**** Supplied records

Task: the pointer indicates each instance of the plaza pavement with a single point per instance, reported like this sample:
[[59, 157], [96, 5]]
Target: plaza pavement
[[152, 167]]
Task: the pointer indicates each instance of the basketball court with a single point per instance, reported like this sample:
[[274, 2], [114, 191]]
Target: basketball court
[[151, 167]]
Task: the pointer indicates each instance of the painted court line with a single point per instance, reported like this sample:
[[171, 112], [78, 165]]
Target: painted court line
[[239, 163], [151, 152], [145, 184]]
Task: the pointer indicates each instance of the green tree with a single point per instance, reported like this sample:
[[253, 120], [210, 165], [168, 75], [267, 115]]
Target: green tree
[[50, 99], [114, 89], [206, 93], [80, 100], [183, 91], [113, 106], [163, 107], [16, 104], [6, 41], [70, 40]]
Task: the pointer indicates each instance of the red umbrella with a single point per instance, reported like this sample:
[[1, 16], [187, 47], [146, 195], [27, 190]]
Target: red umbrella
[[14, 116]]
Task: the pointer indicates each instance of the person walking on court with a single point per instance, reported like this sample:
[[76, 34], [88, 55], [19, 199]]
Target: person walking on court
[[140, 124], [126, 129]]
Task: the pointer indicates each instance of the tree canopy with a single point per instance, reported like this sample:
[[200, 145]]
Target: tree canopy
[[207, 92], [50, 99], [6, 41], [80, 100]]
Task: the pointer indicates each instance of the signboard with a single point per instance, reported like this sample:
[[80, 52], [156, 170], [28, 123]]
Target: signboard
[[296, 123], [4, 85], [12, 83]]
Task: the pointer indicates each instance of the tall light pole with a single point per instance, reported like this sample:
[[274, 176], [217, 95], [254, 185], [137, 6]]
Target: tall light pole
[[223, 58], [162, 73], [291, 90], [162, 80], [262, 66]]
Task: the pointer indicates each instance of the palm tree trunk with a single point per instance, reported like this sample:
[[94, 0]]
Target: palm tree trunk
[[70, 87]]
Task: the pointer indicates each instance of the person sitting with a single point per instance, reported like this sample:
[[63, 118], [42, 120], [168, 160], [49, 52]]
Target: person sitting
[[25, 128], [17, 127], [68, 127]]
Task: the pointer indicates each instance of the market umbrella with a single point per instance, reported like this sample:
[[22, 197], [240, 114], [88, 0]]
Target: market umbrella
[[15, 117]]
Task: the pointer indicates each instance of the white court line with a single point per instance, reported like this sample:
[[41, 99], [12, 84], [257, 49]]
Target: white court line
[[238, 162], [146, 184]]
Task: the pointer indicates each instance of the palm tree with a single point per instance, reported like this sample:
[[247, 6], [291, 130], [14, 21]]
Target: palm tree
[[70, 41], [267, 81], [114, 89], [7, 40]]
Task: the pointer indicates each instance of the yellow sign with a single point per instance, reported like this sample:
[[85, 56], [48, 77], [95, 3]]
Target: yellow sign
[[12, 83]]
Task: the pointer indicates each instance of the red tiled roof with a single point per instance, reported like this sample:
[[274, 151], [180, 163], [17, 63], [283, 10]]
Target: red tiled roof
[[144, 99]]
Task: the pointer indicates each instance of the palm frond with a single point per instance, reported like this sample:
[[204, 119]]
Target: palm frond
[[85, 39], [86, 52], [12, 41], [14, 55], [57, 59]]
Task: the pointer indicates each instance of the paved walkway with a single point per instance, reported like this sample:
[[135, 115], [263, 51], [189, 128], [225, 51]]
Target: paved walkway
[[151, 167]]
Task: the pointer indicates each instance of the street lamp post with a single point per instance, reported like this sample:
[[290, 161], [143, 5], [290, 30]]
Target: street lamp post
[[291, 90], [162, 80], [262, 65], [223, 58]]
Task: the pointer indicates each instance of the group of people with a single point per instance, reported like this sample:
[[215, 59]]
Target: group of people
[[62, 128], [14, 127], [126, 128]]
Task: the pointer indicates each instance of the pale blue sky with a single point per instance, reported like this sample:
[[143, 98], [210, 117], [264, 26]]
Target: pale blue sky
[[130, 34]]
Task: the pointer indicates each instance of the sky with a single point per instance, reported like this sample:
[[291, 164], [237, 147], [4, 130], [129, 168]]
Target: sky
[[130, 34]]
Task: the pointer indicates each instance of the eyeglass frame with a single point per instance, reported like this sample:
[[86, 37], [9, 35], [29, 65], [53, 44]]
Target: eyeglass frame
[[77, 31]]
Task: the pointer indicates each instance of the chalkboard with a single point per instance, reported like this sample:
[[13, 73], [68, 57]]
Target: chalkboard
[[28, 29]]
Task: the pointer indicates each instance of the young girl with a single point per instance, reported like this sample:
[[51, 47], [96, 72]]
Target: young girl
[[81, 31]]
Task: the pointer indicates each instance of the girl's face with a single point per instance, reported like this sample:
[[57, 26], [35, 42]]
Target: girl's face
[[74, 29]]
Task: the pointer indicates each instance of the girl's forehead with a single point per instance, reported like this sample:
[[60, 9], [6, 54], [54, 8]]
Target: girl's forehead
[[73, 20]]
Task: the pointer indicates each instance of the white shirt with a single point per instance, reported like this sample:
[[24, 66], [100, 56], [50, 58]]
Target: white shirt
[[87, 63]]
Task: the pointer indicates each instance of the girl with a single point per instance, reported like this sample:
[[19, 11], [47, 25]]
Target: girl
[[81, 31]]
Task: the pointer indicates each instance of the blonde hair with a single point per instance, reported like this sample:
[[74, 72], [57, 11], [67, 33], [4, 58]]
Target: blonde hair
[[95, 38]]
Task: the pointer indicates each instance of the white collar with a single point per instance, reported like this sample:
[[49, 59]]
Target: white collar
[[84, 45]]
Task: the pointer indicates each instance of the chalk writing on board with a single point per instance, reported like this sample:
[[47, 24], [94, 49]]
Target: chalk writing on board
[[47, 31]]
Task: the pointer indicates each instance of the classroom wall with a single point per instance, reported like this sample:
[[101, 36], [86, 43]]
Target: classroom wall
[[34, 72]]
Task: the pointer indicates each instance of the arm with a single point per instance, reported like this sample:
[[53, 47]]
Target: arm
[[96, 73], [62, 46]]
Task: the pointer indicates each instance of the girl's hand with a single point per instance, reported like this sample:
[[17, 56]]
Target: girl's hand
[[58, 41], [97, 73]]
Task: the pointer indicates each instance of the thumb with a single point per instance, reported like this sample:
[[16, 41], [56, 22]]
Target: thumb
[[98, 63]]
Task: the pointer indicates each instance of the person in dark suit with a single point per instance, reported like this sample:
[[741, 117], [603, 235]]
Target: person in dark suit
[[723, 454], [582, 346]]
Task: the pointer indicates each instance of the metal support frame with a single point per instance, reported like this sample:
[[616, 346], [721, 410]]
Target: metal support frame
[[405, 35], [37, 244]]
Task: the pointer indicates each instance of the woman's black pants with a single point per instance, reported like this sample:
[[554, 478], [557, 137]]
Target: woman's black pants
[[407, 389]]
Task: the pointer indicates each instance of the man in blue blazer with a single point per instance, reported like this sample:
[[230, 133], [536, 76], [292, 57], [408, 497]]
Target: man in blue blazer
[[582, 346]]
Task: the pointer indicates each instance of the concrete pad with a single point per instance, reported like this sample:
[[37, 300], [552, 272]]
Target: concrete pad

********

Render all of the records above as a Markdown table with two columns, Row and Line. Give each nonblank line its own numbered row.

Expected answer =>
| Row | Line |
|---|---|
| 1 | Task: the pointer indicates each instance of the plaza pavement with a single point per instance, reported like this sample: |
| 2 | [[59, 157], [96, 5]] |
| 3 | Target: plaza pavement |
| 4 | [[152, 167]] |
| 5 | Task: the pointer indicates each instance of the basketball court with a single point per instance, reported like this sample: |
| 6 | [[274, 2], [114, 191]] |
| 7 | Target: basketball court |
| 8 | [[151, 167]] |
| 9 | Task: the pointer indicates each instance of the painted court line with a single point per instance, reported like this sample: |
| 10 | [[171, 112], [78, 165]] |
| 11 | Target: painted court line |
| 12 | [[239, 163], [151, 152], [145, 184]] |
| 13 | Task: the pointer indicates each instance of the green tree with a single point per instance, reported like this sample: |
| 14 | [[253, 120], [210, 165], [168, 75], [267, 115]] |
| 15 | Target: green tree |
| 16 | [[50, 99], [114, 89], [206, 93], [80, 100], [183, 91], [113, 106], [163, 107], [16, 104], [6, 41], [70, 40]] |
| 17 | Task: the pointer indicates each instance of the red umbrella with a single point per instance, reported like this sample: |
| 18 | [[1, 16], [187, 47], [146, 195], [27, 190]] |
| 19 | Target: red umbrella |
| 20 | [[14, 116]] |
| 21 | Task: the pointer indicates each instance of the person walking on court with a single point per instance, reported like this sample: |
| 22 | [[76, 34], [88, 55], [19, 199]] |
| 23 | Target: person walking on court |
| 24 | [[140, 124], [126, 129]] |
| 25 | Task: the pointer indicates each instance of the tree canopy with a single point per instance, reported like this sample: |
| 26 | [[200, 145]] |
| 27 | Target: tree canopy |
| 28 | [[207, 92], [50, 99], [6, 41], [80, 100]] |
| 29 | Task: the pointer indicates each instance of the signboard with a single point per instance, reported like this sample: |
| 30 | [[80, 52], [156, 170], [28, 123]] |
| 31 | Target: signboard |
| 32 | [[296, 123], [4, 85], [12, 83]] |
| 33 | Task: the pointer indicates each instance of the tall light pole with a single point per instance, reported like this sample: |
| 34 | [[274, 176], [217, 95], [254, 185], [137, 6]] |
| 35 | Target: tall light pole |
| 36 | [[223, 58], [162, 73], [291, 90], [162, 80], [262, 66]] |
| 37 | Task: the pointer indicates each instance of the palm tree trunk with a single point per instance, reported like this sample: |
| 38 | [[94, 0]] |
| 39 | Target: palm tree trunk |
| 40 | [[70, 87]] |
| 41 | Task: the pointer indicates each instance of the person sitting with a single point per instance, reported like this sample: |
| 42 | [[63, 118], [42, 120], [168, 160], [49, 52]] |
| 43 | Target: person sitting |
| 44 | [[25, 128], [17, 127], [68, 127]] |
| 45 | Task: the pointer indicates each instance of the market umbrella with a single point per instance, reported like this sample: |
| 46 | [[22, 197], [240, 114], [88, 0]] |
| 47 | Target: market umbrella |
| 48 | [[15, 117]] |
| 49 | Task: the pointer indicates each instance of the white court line with a single point per instance, reported like this sample: |
| 50 | [[41, 99], [12, 84], [257, 49]] |
| 51 | Target: white court line |
| 52 | [[238, 162], [146, 184]] |
| 53 | Task: the pointer indicates each instance of the palm tree with a single point per instance, reported like this sample: |
| 54 | [[247, 6], [291, 130], [14, 21]] |
| 55 | Target: palm tree |
| 56 | [[70, 41], [267, 81], [114, 89], [7, 40]] |
| 57 | Task: the pointer indicates each instance of the yellow sign with a single point per instance, reported like this sample: |
| 58 | [[85, 56], [48, 77], [95, 3]] |
| 59 | Target: yellow sign |
| 60 | [[12, 83]] |
| 61 | Task: the pointer indicates each instance of the red tiled roof with a single point per instance, reported like this sample: |
| 62 | [[274, 151], [180, 163], [17, 63], [283, 10]] |
| 63 | Target: red tiled roof |
| 64 | [[144, 99]] |
| 65 | Task: the pointer indicates each instance of the palm frond with a single point per instance, reported like this sample: |
| 66 | [[204, 119]] |
| 67 | Target: palm frond |
| 68 | [[85, 39], [86, 52], [12, 41], [14, 55], [57, 59]] |
| 69 | Task: the pointer indicates each instance of the paved walkway with a single point per instance, reported like this sample: |
| 70 | [[135, 115], [263, 51], [189, 128], [225, 51]] |
| 71 | Target: paved walkway |
| 72 | [[151, 167]] |
| 73 | Task: the pointer indicates each instance of the street lamp post with a single point per instance, reported like this sample: |
| 74 | [[290, 161], [143, 5], [290, 30]] |
| 75 | Target: street lamp post |
| 76 | [[291, 90], [162, 80], [262, 65], [223, 58]] |
| 77 | Task: the pointer indicates each instance of the group of people with a single point per instance, reported like this sample: |
| 78 | [[215, 59]] |
| 79 | Target: group of people |
| 80 | [[62, 128], [14, 127], [126, 128]] |
| 81 | Task: the pointer indicates each instance of the pale blue sky with a single point per instance, reported like this sample: |
| 82 | [[143, 98], [210, 117], [264, 26]] |
| 83 | Target: pale blue sky |
| 84 | [[130, 34]] |
| 85 | Task: the pointer indicates each instance of the sky with a single point per instance, reported like this sample: |
| 86 | [[291, 164], [237, 147], [4, 130], [129, 168]] |
| 87 | Target: sky |
| 88 | [[130, 34]] |
| 89 | Task: the pointer indicates each instance of the eyeglass frame with a single point per instance, reported like this sample: |
| 90 | [[86, 37], [9, 35], [29, 65], [53, 44]] |
| 91 | Target: eyeglass frame |
| 92 | [[77, 31]] |
| 93 | Task: the pointer indicates each instance of the chalkboard with a single point per instance, reported like this sample: |
| 94 | [[13, 73], [68, 57]] |
| 95 | Target: chalkboard |
| 96 | [[28, 29]] |
| 97 | Task: the pointer indicates each instance of the young girl with a single point per instance, reported like this sample: |
| 98 | [[51, 47], [96, 72]] |
| 99 | Target: young girl |
| 100 | [[81, 31]] |
| 101 | Task: the pointer indicates each instance of the girl's face with a single point per instance, reported like this sample: |
| 102 | [[57, 26], [35, 42]] |
| 103 | Target: girl's face |
| 104 | [[74, 29]] |
| 105 | Task: the pointer indicates each instance of the girl's forehead with a single point per instance, reported like this sample: |
| 106 | [[60, 9], [6, 54], [54, 8]] |
| 107 | Target: girl's forehead |
| 108 | [[73, 20]] |
| 109 | Task: the pointer indicates each instance of the white shirt with a single point per instance, reported like this sample: |
| 110 | [[24, 66], [100, 56], [50, 58]] |
| 111 | Target: white shirt |
| 112 | [[87, 63]] |
| 113 | Task: the pointer indicates each instance of the girl with a single point per instance, reported like this sample: |
| 114 | [[19, 11], [47, 25]] |
| 115 | Target: girl |
| 116 | [[81, 31]] |
| 117 | Task: the pointer indicates each instance of the blonde hair with a single point per instance, reported like this sample: |
| 118 | [[74, 72], [57, 11], [67, 33], [4, 58]] |
| 119 | Target: blonde hair |
| 120 | [[95, 38]] |
| 121 | Task: the pointer indicates each instance of the white collar with a single point per instance, reported like this sample: |
| 122 | [[49, 59]] |
| 123 | Target: white collar |
| 124 | [[84, 45]] |
| 125 | Task: the pointer indicates each instance of the chalk writing on board with a single point per instance, reported like this sample: |
| 126 | [[47, 24], [94, 49]] |
| 127 | Target: chalk writing on board |
| 128 | [[47, 31]] |
| 129 | Task: the pointer indicates each instance of the classroom wall with a single point per instance, reported like this sample: |
| 130 | [[101, 36], [86, 43]] |
| 131 | Target: classroom wall |
| 132 | [[34, 72]] |
| 133 | Task: the pointer indicates each instance of the arm with a single point per instance, reported like this sample: |
| 134 | [[53, 47]] |
| 135 | Target: arm |
| 136 | [[96, 73], [62, 46]] |
| 137 | Task: the pointer indicates each instance of the girl's hand with a single point per instance, reported like this sample: |
| 138 | [[17, 56]] |
| 139 | Target: girl's hand |
| 140 | [[58, 41], [97, 73]] |
| 141 | Task: the pointer indicates each instance of the thumb with a single point per instance, reported like this sample: |
| 142 | [[16, 41], [56, 22]] |
| 143 | Target: thumb |
| 144 | [[98, 63]] |
| 145 | Task: the pointer indicates each instance of the person in dark suit with a single point per instance, reported like this sample: |
| 146 | [[741, 117], [603, 235]] |
| 147 | Target: person in dark suit |
| 148 | [[723, 454], [582, 346]] |
| 149 | Task: the pointer indicates each instance of the metal support frame with a single point per instance, reported like this sample: |
| 150 | [[616, 346], [721, 410]] |
| 151 | Target: metal support frame |
| 152 | [[405, 35], [37, 244]] |
| 153 | Task: the pointer indicates each instance of the woman's black pants with a single point per instance, reported like this sample: |
| 154 | [[554, 478], [557, 137]] |
| 155 | Target: woman's black pants |
| 156 | [[407, 389]] |
| 157 | Task: the pointer indicates each instance of the man in blue blazer with a single point per instance, reported like this sample: |
| 158 | [[230, 133], [536, 76], [292, 57], [408, 497]] |
| 159 | Target: man in blue blazer |
| 160 | [[582, 346]] |
| 161 | Task: the pointer indicates each instance of the concrete pad with a single point per instance, reported like this sample: |
| 162 | [[37, 300], [552, 272]] |
| 163 | Target: concrete pad |